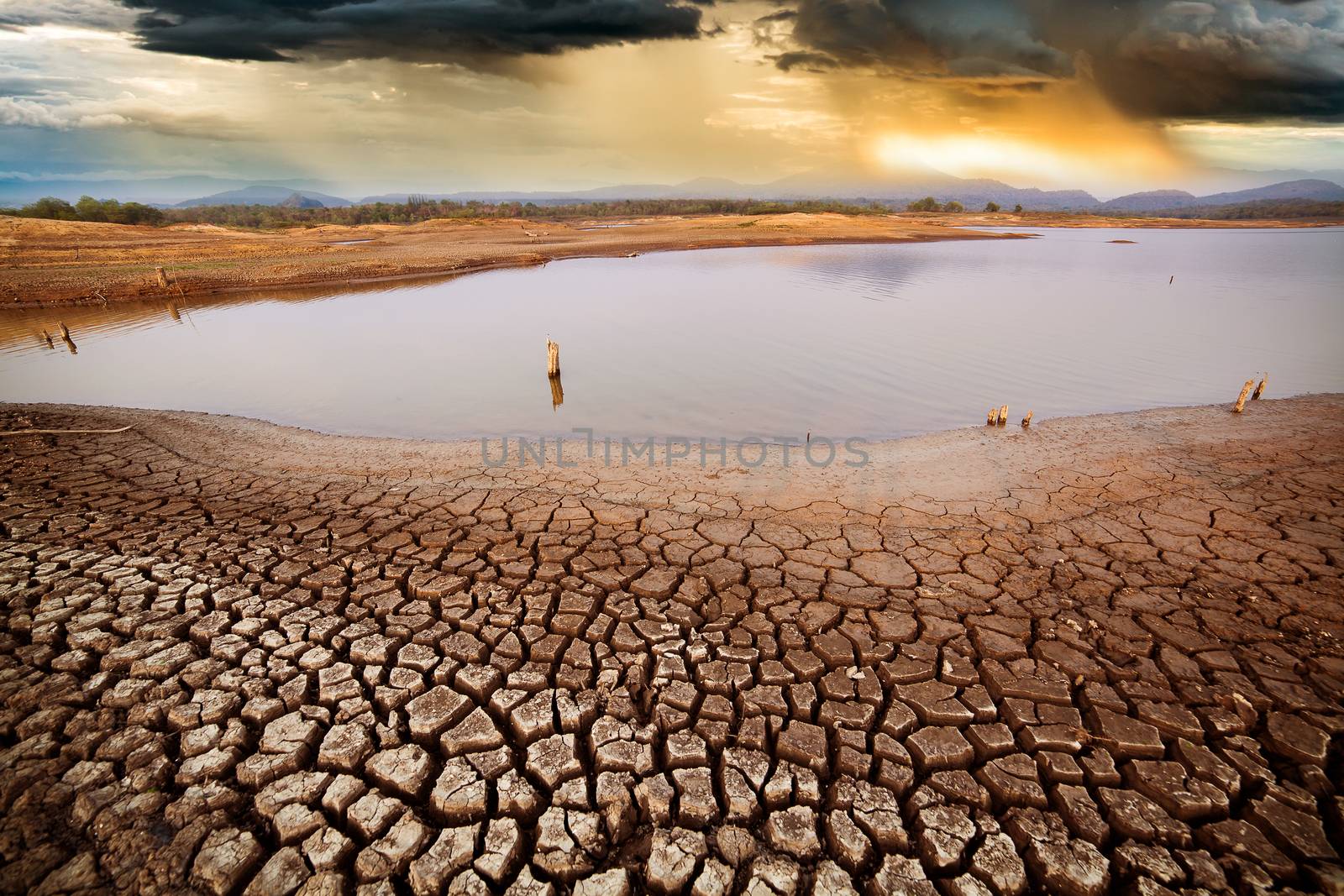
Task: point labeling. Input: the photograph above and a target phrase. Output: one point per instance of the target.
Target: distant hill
(266, 195)
(894, 188)
(299, 201)
(1167, 199)
(1260, 208)
(154, 191)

» Work instruction:
Write the records out once more, exactly as they appear, with no pictures.

» Answer box:
Task: point labeling. Input: the photograph above and a target phrase. Output: one point per instance of the target.
Target: distant hill
(266, 195)
(894, 188)
(299, 201)
(1167, 199)
(1260, 208)
(154, 191)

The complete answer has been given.